### Aufgaben
1. Fasse im Auszug den Absatz, der mit „Die vorgenannten Ergebnisse“ beginnt, als Stichpunktliste zusammen. Die wesentlichen Aussagen sollen erhalten bleiben.
2. Beantworte die folgenden Fragen zum Auszug jeweils kurz:
(a) Für welche Anpassungsbemühungen bringt die Strategie einen Mehrwert?
(b) Worauf hat die Strategie die Aufmerksamkeit von Entscheidungsträgern gelenkt?
(c) Als was diente die Strategie neben der Ausrichtung für Maßnahmen auf anderen Regierungsebenen?
3. Gib aus dem Auszug den Text von „4.Gewonnene Erkenntnisse“ bis einschließlich „Klimawandel berücksichtigt werden.“ wortgetreu aus.

4.Gewonnene Erkenntnisse
Die vorgenannten Ergebnisse und Beispiele zeigen, dass eine Anpassungsstrategie auf EU-Ebene weiterhin hochgradig relevant ist, einen Mehrwert für nationale, regionale und lokale Anpassungsbemühungen bringt und gleichzeitig kosteneffizient bleibt. Die Strategie, ein politisches Instrument mit wenigen administrativen Folgen für die meisten Interessenvertreter, war erfolgreich dabei, die Aufmerksamkeit von Entscheidungsträgern auf die Notwendigkeit der Vorbereitung auf Klimagefahren zu lenken. Die Strategie hat als Bezugspunkt fungiert, d. h. sie diente zur Ausrichtung und als Katalysator für Maßnahmen auf anderen Regierungsebenen. Sie hat zudem erfolgreich Bemühungen gebündelt, damit weiterhin sichergestellt wird, dass in der Politik und in Haushalten auf EU-Ebene Erwägungen zum Klimawandel berücksichtigt werden.

### Dateneinträge
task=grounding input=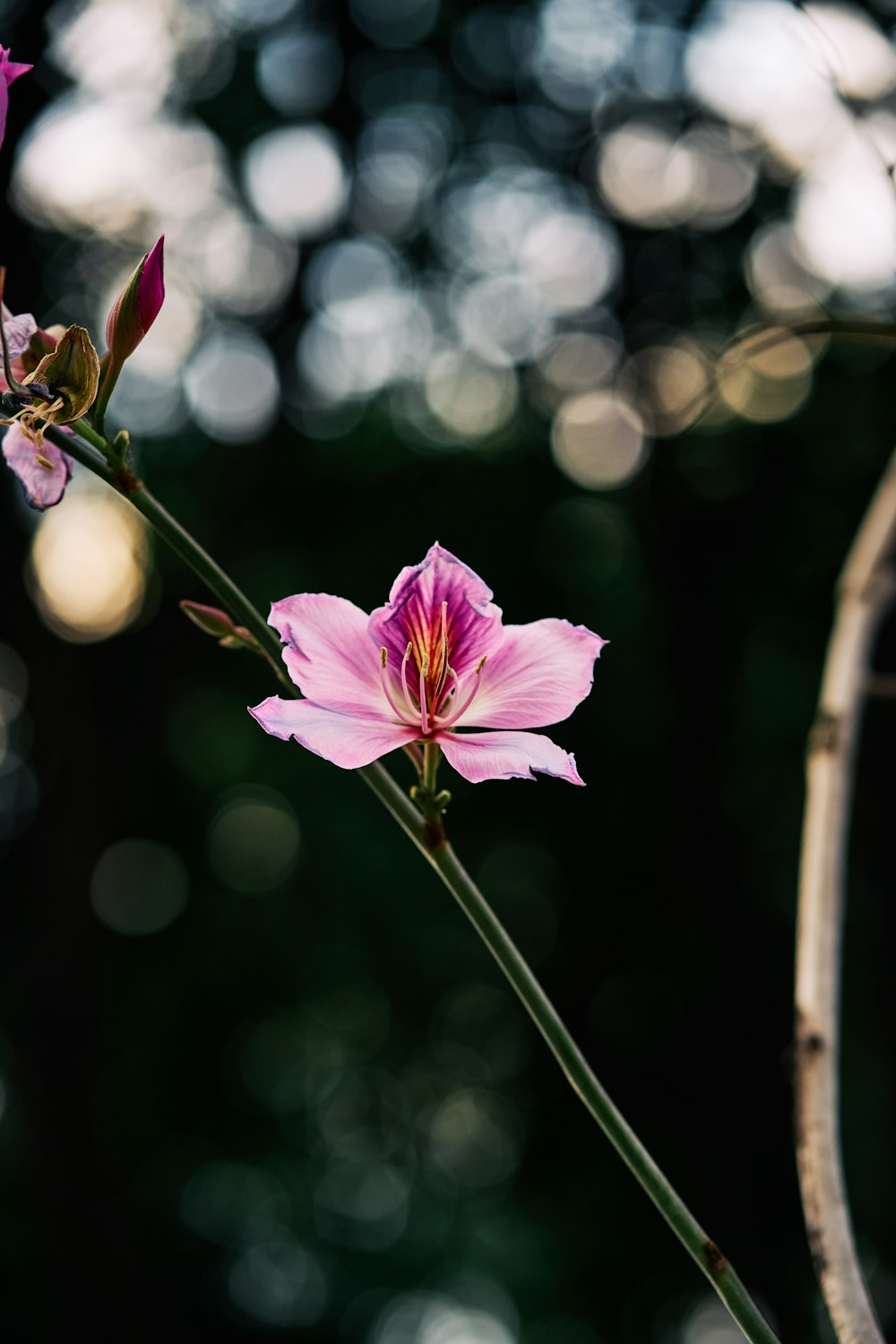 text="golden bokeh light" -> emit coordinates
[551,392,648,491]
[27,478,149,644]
* * *
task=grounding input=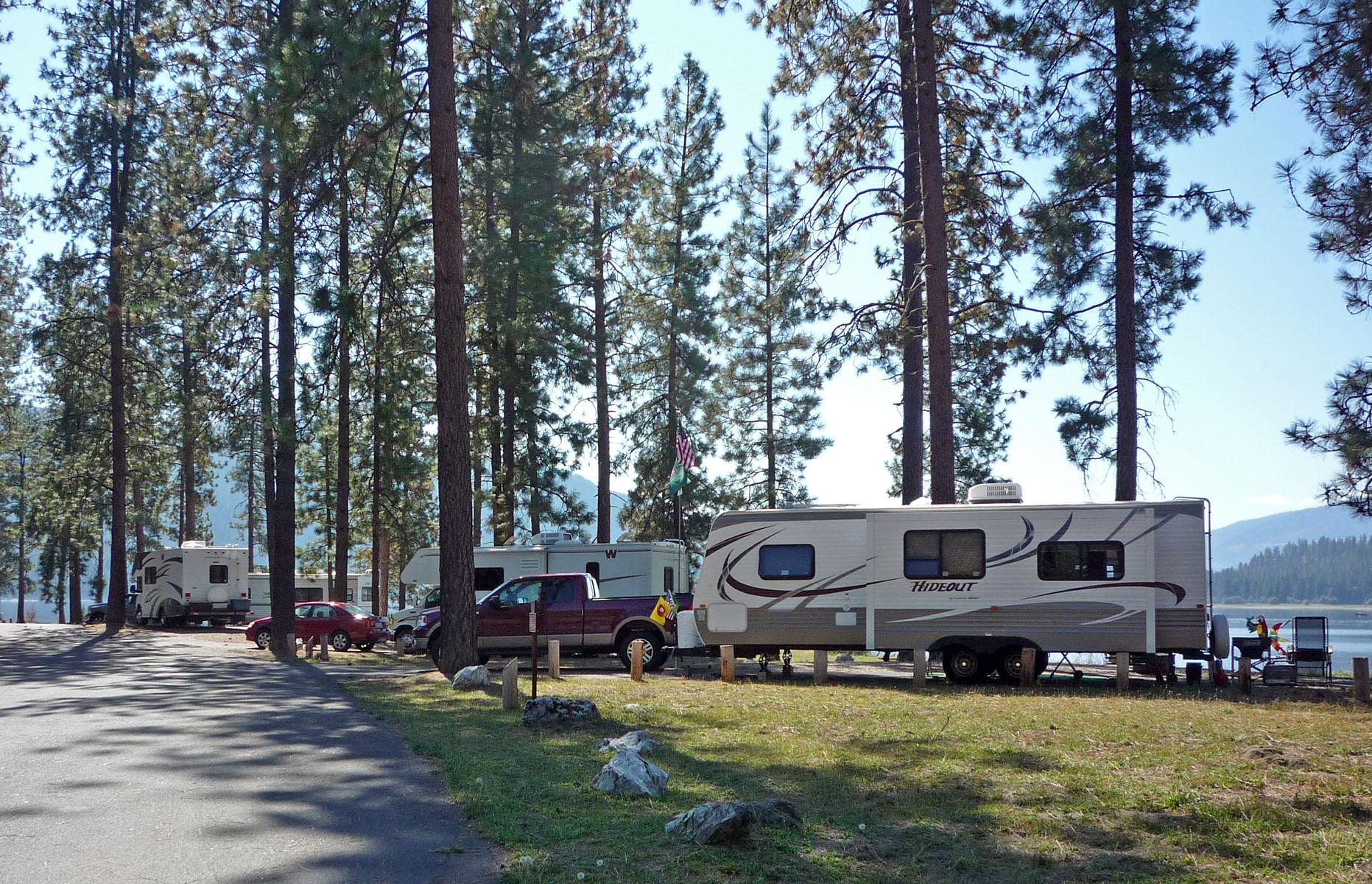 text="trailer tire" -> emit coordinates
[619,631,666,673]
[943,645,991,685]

### Lösungen je Aufgabe
1.
- Eine Anpassungsstrategie auf EU-Ebene ist weiterhin hochgradig relevant. Sie bringt einen Mehrwert für nationale, regionale und lokale Anpassungsbemühungen und bleibt dabei kosteneffizient.
- Die Strategie ist ein politisches Instrument mit wenigen administrativen Folgen für die meisten Interessenvertreter. Sie hat die Aufmerksamkeit von Entscheidungsträgern erfolgreich auf die Notwendigkeit gelenkt, sich auf Klimagefahren vorzubereiten.
- Sie diente als Bezugspunkt, also zur Ausrichtung und als Katalysator für Maßnahmen auf anderen Regierungsebenen.
- Sie hat Bemühungen gebündelt, damit Erwägungen zum Klimawandel in der Politik und in Haushalten auf EU-Ebene weiterhin berücksichtigt werden.

2.
(a) Für nationale, regionale und lokale Anpassungsbemühungen.
(b) Auf die Notwendigkeit der Vorbereitung auf Klimagefahren.
(c) Als Katalysator.

3.
4.Gewonnene Erkenntnisse
Die vorgenannten Ergebnisse und Beispiele zeigen, dass eine Anpassungsstrategie auf EU-Ebene weiterhin hochgradig relevant ist, einen Mehrwert für nationale, regionale und lokale Anpassungsbemühungen bringt und gleichzeitig kosteneffizient bleibt. Die Strategie, ein politisches Instrument mit wenigen administrativen Folgen für die meisten Interessenvertreter, war erfolgreich dabei, die Aufmerksamkeit von Entscheidungsträgern auf die Notwendigkeit der Vorbereitung auf Klimagefahren zu lenken. Die Strategie hat als Bezugspunkt fungiert, d. h. sie diente zur Ausrichtung und als Katalysator für Maßnahmen auf anderen Regierungsebenen. Sie hat zudem erfolgreich Bemühungen gebündelt, damit weiterhin sichergestellt wird, dass in der Politik und in Haushalten auf EU-Ebene Erwägungen zum Klimawandel berücksichtigt werden.